Problem description: State how many lines in the entries below contain "motorcycle". Write nothing but the number.

Data supplied:
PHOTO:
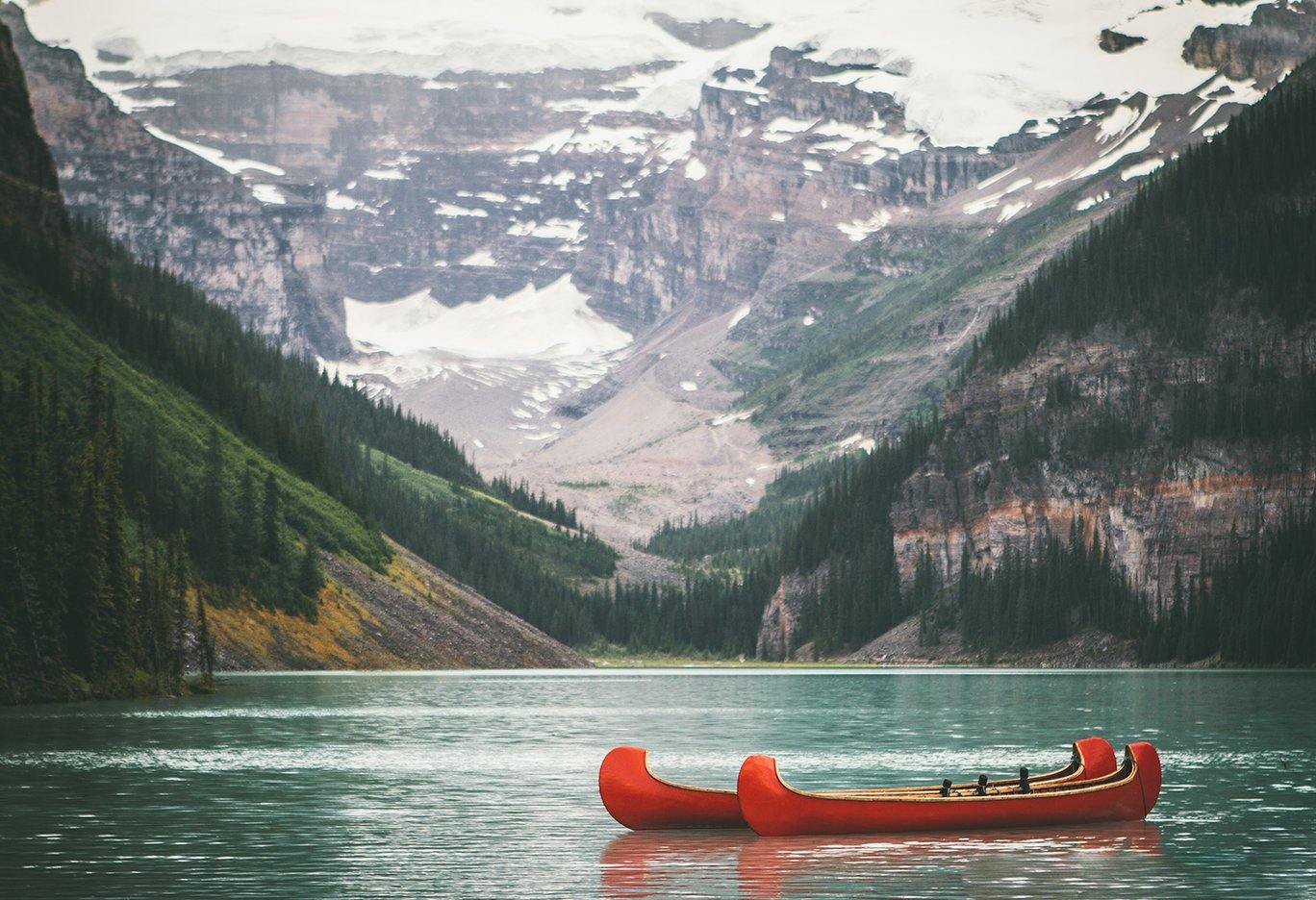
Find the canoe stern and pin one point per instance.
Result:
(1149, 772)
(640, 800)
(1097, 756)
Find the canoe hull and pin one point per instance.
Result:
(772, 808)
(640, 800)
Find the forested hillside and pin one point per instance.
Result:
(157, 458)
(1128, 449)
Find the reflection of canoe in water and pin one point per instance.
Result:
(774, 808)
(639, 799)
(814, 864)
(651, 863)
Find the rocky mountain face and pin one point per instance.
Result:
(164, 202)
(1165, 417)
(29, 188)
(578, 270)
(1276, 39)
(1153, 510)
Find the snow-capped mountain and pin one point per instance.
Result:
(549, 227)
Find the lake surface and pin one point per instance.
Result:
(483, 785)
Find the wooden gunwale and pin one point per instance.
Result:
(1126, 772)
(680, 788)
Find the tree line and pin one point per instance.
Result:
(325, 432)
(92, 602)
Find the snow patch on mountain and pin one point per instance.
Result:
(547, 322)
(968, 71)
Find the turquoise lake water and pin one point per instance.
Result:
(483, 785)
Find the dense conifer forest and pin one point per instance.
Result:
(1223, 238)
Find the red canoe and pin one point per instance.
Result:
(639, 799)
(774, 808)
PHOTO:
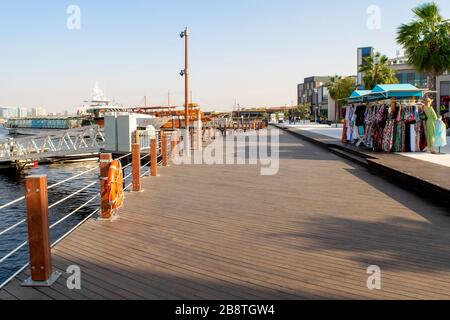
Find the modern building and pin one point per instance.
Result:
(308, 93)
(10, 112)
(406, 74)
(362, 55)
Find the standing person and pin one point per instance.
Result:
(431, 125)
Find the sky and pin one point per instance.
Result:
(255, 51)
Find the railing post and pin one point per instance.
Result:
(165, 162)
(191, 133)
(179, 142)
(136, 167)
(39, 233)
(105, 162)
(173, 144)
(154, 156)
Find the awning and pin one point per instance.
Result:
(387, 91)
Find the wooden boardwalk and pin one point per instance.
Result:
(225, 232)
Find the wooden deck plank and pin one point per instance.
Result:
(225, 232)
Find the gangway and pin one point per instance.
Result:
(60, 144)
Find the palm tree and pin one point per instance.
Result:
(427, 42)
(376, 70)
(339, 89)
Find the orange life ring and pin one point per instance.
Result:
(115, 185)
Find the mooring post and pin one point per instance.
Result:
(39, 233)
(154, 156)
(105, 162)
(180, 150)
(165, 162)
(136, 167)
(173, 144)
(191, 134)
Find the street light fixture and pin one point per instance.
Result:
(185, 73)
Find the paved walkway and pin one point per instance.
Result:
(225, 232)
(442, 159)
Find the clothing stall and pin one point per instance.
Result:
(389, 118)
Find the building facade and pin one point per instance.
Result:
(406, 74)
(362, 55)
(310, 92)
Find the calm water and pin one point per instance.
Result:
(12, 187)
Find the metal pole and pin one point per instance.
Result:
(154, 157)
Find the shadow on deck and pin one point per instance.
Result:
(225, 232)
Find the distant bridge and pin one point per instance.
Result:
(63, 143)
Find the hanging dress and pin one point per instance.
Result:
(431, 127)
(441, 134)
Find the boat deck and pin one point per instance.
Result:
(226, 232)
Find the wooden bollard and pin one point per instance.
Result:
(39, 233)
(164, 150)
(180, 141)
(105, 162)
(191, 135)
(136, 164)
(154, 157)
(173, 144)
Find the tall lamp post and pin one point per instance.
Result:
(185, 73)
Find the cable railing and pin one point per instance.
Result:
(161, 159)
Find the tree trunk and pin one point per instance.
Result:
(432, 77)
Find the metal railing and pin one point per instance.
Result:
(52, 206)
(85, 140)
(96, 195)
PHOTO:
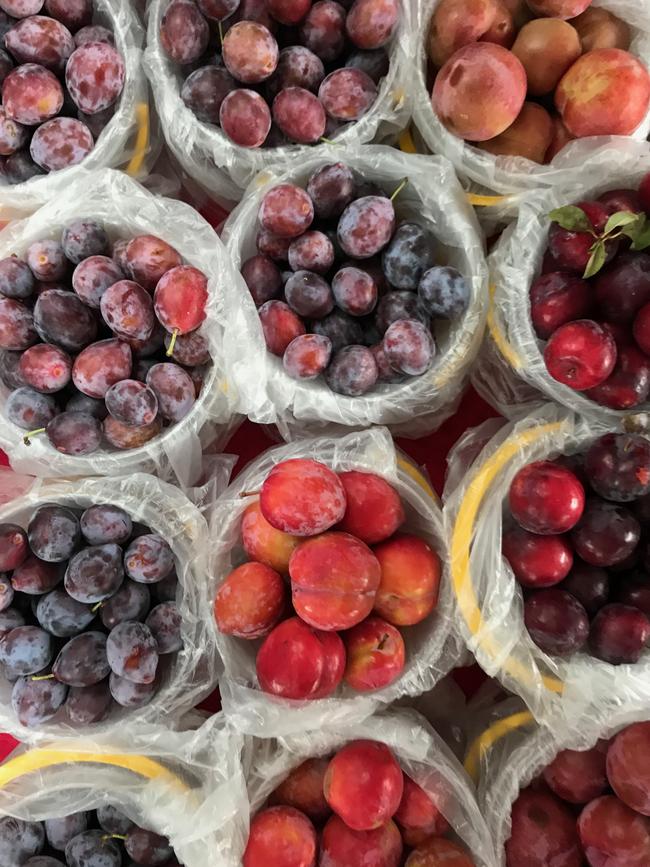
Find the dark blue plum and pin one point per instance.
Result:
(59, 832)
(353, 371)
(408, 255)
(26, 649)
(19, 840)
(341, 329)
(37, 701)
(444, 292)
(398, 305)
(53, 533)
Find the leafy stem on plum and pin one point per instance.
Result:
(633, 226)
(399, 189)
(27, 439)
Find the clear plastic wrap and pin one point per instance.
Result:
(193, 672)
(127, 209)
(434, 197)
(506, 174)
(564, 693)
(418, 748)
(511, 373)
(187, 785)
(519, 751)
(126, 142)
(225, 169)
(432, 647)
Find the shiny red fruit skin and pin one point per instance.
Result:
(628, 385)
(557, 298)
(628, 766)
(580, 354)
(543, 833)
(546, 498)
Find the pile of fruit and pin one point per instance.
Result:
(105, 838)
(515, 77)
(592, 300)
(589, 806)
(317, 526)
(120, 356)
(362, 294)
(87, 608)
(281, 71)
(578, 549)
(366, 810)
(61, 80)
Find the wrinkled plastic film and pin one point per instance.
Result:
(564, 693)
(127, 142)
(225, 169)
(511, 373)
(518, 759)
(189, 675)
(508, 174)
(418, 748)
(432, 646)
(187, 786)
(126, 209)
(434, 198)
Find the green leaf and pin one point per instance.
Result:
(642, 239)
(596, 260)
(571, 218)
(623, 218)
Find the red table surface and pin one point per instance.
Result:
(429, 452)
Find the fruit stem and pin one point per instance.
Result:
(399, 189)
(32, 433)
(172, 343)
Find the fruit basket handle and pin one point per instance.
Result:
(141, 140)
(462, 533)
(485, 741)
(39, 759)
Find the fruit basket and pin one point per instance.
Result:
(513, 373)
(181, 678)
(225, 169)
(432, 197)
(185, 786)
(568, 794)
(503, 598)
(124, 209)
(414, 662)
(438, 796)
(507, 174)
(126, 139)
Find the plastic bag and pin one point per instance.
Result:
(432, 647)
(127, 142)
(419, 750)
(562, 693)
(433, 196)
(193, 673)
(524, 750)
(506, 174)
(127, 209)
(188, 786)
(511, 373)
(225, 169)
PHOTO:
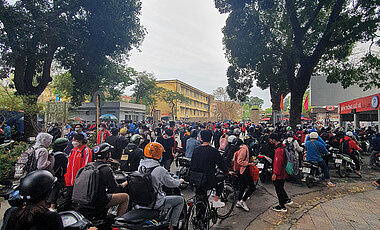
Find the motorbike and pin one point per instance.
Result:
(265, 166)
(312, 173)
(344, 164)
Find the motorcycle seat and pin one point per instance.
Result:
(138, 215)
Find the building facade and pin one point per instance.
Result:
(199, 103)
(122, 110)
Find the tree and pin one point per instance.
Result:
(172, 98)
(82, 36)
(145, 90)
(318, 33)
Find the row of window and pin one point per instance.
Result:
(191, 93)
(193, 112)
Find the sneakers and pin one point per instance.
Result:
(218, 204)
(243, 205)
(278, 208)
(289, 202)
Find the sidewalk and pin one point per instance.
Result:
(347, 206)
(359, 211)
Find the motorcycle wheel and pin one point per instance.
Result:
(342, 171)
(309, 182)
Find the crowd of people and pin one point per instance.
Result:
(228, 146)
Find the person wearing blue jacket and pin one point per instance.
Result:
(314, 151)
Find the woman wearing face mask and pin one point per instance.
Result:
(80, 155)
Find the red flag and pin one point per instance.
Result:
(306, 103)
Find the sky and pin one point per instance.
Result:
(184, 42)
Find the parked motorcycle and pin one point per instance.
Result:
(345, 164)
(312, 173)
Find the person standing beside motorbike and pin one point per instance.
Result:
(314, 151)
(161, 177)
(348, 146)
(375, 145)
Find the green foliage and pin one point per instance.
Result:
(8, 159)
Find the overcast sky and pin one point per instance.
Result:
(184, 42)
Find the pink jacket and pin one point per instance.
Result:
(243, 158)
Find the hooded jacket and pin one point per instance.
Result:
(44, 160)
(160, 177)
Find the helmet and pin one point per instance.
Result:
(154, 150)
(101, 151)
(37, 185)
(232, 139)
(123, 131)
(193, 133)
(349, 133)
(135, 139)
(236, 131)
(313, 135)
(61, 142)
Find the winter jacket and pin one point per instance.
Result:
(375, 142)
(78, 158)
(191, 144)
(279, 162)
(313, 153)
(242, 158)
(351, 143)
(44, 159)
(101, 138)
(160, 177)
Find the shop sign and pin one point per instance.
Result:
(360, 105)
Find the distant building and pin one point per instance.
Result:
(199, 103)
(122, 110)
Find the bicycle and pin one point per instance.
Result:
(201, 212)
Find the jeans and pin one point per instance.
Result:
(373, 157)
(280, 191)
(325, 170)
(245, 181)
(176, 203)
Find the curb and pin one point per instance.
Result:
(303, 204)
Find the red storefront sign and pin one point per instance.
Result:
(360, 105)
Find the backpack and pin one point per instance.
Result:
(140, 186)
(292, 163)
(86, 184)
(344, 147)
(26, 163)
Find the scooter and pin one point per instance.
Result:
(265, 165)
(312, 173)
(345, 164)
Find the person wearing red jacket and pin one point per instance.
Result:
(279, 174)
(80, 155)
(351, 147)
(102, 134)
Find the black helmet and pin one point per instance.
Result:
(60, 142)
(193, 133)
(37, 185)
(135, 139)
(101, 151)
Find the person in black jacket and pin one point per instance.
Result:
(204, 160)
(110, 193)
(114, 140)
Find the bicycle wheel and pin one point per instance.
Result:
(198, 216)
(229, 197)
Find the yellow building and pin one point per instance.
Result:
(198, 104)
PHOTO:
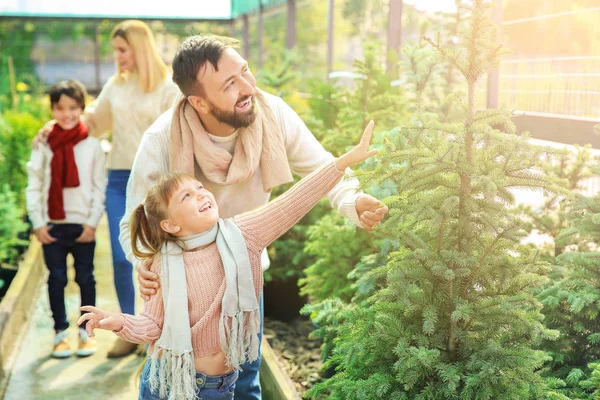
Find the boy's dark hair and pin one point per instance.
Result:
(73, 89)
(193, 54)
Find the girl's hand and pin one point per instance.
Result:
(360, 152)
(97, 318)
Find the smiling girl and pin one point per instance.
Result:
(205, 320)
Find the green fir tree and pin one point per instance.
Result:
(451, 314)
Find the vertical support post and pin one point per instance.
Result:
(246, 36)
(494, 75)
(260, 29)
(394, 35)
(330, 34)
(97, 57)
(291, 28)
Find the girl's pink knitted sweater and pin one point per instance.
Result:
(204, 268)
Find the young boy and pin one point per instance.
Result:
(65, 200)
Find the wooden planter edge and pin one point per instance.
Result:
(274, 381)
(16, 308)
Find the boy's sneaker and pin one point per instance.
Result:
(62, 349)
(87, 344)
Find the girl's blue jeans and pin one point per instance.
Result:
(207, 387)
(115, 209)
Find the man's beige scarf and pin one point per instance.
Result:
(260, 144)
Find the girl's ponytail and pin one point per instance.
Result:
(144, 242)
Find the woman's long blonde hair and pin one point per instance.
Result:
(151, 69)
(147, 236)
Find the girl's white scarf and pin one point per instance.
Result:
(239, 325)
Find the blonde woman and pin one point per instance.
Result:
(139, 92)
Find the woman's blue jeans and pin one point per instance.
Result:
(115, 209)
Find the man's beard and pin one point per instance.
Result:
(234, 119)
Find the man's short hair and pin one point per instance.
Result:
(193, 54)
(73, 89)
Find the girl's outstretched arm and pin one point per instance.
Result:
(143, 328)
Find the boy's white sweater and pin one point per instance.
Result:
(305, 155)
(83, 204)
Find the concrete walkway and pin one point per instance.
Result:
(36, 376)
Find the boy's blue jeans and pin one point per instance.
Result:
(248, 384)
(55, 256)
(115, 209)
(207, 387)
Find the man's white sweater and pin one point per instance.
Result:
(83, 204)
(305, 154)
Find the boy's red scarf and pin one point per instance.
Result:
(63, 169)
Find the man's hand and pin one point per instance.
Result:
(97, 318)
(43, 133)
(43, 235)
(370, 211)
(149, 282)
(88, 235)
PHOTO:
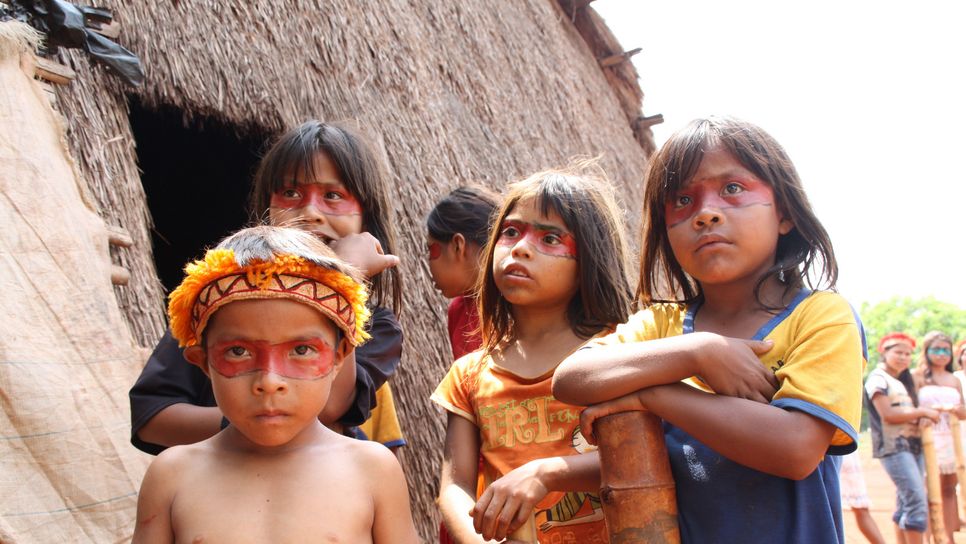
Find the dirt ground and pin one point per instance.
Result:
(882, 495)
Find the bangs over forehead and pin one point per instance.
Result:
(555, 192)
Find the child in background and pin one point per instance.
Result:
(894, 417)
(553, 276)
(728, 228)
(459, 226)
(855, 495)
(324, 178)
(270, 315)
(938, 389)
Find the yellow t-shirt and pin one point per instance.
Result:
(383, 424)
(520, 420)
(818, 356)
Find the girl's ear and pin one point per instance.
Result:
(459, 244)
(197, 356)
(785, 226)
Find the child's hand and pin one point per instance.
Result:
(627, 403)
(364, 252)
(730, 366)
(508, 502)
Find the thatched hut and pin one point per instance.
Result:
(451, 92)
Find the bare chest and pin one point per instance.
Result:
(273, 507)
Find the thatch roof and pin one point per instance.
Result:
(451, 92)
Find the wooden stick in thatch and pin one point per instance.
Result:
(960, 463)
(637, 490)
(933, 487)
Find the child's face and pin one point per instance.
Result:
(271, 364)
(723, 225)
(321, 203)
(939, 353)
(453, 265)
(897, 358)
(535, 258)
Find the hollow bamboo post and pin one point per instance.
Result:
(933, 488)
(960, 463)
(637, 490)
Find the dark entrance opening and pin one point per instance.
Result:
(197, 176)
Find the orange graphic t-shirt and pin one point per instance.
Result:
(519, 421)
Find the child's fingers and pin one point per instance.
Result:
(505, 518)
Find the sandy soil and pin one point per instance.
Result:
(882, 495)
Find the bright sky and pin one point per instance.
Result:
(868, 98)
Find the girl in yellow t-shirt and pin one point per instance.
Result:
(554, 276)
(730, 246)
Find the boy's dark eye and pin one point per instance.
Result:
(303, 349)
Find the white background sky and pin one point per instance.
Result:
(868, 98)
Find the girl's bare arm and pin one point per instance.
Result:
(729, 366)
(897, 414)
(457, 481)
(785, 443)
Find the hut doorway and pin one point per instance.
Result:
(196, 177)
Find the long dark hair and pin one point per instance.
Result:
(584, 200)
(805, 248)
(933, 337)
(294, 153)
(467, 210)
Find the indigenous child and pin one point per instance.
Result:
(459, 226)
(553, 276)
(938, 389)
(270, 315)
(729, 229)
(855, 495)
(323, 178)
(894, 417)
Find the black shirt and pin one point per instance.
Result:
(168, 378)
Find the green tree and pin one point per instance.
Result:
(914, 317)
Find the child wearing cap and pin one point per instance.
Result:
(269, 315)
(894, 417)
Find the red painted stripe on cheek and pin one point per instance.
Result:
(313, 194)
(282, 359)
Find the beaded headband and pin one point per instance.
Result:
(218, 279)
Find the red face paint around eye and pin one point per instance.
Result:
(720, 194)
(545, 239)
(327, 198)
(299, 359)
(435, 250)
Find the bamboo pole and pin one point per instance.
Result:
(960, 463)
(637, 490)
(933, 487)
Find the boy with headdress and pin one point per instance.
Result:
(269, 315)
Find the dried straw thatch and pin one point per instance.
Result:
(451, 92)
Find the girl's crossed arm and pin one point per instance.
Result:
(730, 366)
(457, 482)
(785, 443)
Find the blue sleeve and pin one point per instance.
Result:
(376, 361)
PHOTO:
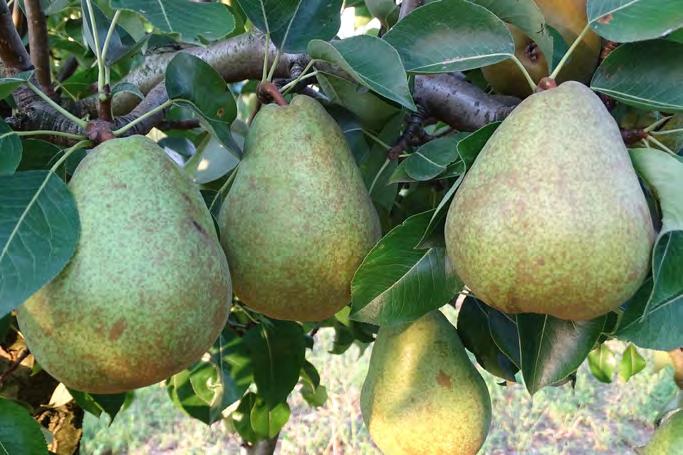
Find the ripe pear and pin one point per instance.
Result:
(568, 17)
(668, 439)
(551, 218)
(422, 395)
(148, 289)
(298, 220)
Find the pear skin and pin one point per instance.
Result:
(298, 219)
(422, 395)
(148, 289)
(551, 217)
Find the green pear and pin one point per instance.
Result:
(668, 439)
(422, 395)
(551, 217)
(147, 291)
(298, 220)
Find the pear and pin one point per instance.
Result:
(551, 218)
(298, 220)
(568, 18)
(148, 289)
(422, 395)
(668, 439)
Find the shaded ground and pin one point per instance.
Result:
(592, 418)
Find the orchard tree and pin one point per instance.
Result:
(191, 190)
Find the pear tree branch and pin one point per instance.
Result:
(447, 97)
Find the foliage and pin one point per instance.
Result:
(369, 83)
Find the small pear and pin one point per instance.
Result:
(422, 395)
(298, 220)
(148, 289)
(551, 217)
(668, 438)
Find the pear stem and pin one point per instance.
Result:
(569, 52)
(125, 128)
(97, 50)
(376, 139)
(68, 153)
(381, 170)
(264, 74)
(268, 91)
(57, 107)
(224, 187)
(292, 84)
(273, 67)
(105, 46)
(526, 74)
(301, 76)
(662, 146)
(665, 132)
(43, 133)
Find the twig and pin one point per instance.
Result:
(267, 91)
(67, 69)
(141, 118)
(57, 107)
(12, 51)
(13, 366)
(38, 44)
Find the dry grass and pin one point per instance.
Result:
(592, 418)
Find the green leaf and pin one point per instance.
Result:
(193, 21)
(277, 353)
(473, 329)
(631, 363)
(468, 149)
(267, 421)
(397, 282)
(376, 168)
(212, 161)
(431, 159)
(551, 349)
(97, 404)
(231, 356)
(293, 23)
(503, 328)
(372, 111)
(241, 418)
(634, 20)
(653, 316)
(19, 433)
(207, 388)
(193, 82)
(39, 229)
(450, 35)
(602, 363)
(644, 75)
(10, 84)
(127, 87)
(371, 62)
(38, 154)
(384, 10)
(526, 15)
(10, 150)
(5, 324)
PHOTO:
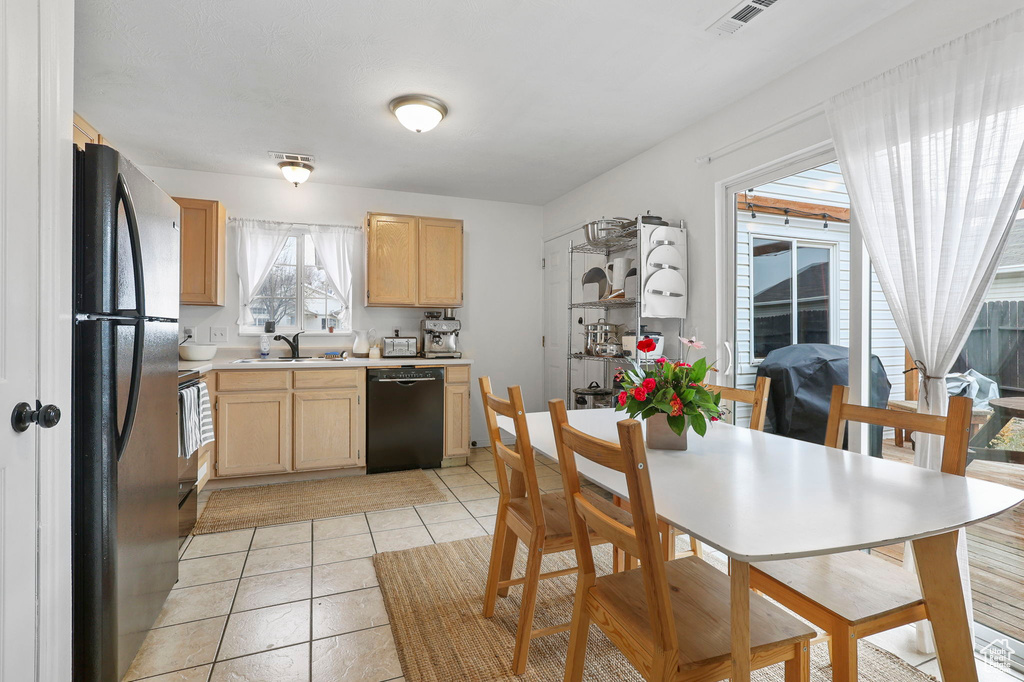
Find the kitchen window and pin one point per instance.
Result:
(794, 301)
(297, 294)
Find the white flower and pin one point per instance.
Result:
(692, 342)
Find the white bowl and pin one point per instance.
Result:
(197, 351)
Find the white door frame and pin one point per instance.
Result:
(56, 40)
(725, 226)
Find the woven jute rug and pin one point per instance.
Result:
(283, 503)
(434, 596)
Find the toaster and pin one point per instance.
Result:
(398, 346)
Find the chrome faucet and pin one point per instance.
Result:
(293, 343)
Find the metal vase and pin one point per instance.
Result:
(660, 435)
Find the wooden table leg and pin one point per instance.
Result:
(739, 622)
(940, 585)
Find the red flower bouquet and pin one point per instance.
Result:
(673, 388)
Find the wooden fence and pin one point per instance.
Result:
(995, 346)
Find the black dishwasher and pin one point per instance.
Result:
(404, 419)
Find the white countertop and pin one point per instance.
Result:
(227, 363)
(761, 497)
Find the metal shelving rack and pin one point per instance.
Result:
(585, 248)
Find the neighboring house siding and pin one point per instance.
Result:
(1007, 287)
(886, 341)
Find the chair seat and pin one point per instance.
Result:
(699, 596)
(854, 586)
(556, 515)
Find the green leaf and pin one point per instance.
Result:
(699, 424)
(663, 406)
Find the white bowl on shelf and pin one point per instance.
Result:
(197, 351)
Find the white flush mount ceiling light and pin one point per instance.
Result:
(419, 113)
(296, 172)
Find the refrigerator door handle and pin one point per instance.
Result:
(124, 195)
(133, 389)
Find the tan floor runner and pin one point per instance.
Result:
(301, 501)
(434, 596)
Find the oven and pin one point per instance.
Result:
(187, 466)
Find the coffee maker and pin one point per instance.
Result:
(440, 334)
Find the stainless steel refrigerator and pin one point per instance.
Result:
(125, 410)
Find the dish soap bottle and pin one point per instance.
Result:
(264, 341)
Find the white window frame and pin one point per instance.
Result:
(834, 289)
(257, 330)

Answer space: 3